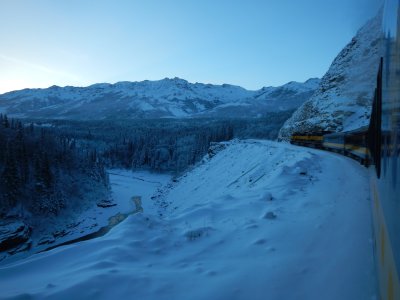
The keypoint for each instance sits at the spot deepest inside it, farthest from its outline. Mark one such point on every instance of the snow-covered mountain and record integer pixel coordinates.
(152, 99)
(343, 99)
(254, 221)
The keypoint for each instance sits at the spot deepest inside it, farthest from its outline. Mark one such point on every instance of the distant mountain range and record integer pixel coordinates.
(174, 98)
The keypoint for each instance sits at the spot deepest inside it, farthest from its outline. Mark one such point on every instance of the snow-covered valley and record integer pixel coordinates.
(257, 220)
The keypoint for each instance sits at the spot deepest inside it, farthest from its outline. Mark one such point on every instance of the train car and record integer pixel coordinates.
(356, 145)
(378, 147)
(334, 142)
(384, 144)
(308, 139)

——

> Task prompt
Turn every line of the listing above into a JSON list of strings, one string per line, with blank lines and pictures left out.

> Correct output
[
  "The keypoint for each instance sits at the spot deepest inside it, farthest from its outline. Mark one such point on every instance of the snow-covered mountain and record integer pixel coordinates.",
  "(152, 99)",
  "(343, 99)",
  "(254, 221)",
  "The keypoint for each instance sits at the spot deepest inside it, farthest from its outline. Mark one such point on every instance of the distant mountain range and record integer pixel coordinates.",
  "(174, 98)",
  "The keypoint for each instance sits at the spot deepest inside it, farthest from its outline. Mark one such point on every instance of the snow-covered valley and record integer pixel coordinates.",
  "(257, 220)",
  "The keypoint for each instance sits at the spot deepest inside it, farthest from its outline. Mark one such point on every instance of the train car and record integer pixel coordinates.",
  "(356, 145)",
  "(378, 147)",
  "(334, 142)",
  "(384, 144)",
  "(308, 139)"
]